__Aim of the exercise__
From the records below, copy out exactly the lines from the one containing "number 1 icon." to the one containing "white face mask.", both included. Add nothing else.

__Stored data__
====
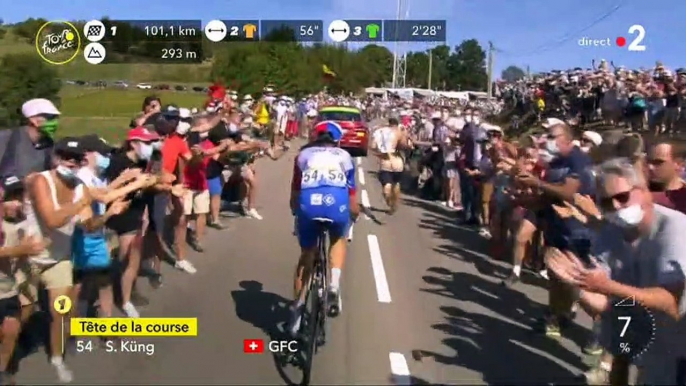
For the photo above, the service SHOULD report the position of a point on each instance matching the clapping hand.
====
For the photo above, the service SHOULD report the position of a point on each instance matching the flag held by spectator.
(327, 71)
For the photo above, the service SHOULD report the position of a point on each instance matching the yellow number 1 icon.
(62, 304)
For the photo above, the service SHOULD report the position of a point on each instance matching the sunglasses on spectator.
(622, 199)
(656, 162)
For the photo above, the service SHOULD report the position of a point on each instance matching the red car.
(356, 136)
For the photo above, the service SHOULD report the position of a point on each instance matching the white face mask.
====
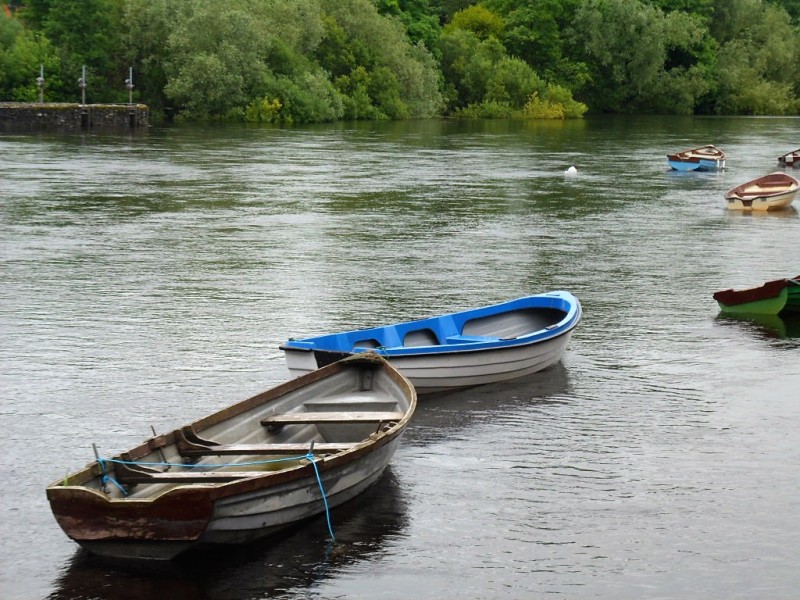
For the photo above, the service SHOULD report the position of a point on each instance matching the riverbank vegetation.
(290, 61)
====
__Answer box__
For the photo above, the service SHOULD report the position of a point on each instance matching the yellow number 1 icon.
(62, 304)
For the photo above, the service SHOULD report the position of a point on each instance matching the sunglasses on spectator.
(622, 199)
(656, 162)
For the photo above, the service SHOULD report the position of a point on each instance matching the red car.
(356, 136)
For the photo above, the service SHOULD report the position of a point on each instance matching the white face mask.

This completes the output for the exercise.